◆ **TEXT SEGMENT**:
:::::

Thursday, November 06, 2008

Yellow Journalism of the Moron Kind

Imagine a writer for a newspaper, say, the New York Times, and is more than deep within the bowels of a presidential campaign, say Republican, that this writer was instrumental in that campaign’s choice of running mate.

From the New York Times.

The disputes between the campaigns centered in large part on the Republican National Committee’s $150,000 wardrobe for Ms. Palin and her family, but also on what McCain advisers considered Ms. Palin’s lack of preparation for her disastrous interview with Katie Couric of CBS News and her refusal to take advice from Mr. McCain’s campaign.

But behind those episodes may be a greater subtext: anger within the McCain camp that Ms. Palin harbored political ambitions beyond 2008.

As late as Tuesday night, a McCain adviser said, Ms. Palin was pushing to deliver her own speech just before Mr. McCain’s concession speech, even though vice-presidential nominees do not traditionally speak on election night. But Ms. Palin met up with Mr. McCain with text in hand. She was told no by Mark Salter, one of Mr. McCain’s closest advisers, and Steve Schmidt, Mr. McCain’s top strategist.

On Wednesday, two top McCain campaign advisers said that the clothing purchases for Ms. Palin and her family were a particular source of outrage for them. As they portrayed it, Ms. Palin had been advised by Nicolle Wallace, a senior McCain aide, that she should buy three new suits for the Republican National Convention in St. Paul in September and three additional suits for the fall campaign. The budget for the clothes was anticipated to be from $20,000 to $25,000, the officials said.

:::::

◆ **INFORMATION SHOWN**:
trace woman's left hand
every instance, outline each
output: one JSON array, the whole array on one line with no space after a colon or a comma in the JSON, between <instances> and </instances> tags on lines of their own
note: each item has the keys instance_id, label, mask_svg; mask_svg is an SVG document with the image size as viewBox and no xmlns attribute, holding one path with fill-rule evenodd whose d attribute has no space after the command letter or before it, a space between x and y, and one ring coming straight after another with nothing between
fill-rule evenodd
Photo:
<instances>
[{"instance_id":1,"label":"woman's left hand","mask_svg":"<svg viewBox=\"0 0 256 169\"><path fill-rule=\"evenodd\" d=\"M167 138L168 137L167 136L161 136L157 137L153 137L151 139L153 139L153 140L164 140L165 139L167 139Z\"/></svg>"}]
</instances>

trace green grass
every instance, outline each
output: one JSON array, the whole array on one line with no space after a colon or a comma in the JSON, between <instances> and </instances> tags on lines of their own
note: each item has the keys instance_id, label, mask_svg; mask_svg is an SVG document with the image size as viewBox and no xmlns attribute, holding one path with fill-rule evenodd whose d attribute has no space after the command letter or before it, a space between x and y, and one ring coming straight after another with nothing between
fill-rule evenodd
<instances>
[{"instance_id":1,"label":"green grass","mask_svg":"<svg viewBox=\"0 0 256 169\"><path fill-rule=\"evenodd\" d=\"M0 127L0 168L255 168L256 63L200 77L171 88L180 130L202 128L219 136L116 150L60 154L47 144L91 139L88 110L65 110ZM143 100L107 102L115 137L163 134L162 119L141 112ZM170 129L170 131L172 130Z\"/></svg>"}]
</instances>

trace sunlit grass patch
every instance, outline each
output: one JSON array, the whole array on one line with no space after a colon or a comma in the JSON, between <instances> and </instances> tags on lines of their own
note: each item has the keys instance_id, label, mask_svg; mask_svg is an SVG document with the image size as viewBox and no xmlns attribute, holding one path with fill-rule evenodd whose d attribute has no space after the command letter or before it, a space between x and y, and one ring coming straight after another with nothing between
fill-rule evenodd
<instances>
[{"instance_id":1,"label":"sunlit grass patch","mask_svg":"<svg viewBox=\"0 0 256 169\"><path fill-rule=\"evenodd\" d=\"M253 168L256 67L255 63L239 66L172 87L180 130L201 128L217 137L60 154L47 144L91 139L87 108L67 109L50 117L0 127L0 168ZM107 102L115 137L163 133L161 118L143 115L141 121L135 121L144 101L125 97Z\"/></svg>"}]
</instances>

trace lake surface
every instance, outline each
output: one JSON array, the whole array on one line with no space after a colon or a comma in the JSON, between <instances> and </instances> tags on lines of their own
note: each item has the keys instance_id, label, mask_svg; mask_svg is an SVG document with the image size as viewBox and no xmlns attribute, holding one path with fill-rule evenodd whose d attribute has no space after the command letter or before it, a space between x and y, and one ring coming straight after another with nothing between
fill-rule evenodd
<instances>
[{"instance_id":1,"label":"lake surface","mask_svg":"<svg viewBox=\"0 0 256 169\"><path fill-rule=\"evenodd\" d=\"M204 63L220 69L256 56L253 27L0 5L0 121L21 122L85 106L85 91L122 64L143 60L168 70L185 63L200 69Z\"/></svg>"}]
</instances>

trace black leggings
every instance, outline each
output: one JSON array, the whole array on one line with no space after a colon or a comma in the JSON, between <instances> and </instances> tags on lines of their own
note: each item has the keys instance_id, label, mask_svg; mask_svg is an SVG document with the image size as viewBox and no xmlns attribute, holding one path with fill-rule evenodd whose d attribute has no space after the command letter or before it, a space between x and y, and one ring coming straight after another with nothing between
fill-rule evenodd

:::::

◆ **GOAL**:
Answer these from the text about the McCain campaign:
(a) How much did the Republican National Committee spend on the wardrobe for Ms. Palin and her family?
(b) Who told Ms. Palin no when she wanted to give her own speech on election night?
(c) What budget was expected for the clothes Nicolle Wallace advised her to buy?
Answer from the text about the McCain campaign and nothing else.

◆ **EXERCISE ANSWER**:
(a) $150,000.
(b) Mark Salter and Steve Schmidt.
(c) From $20,000 to $25,000.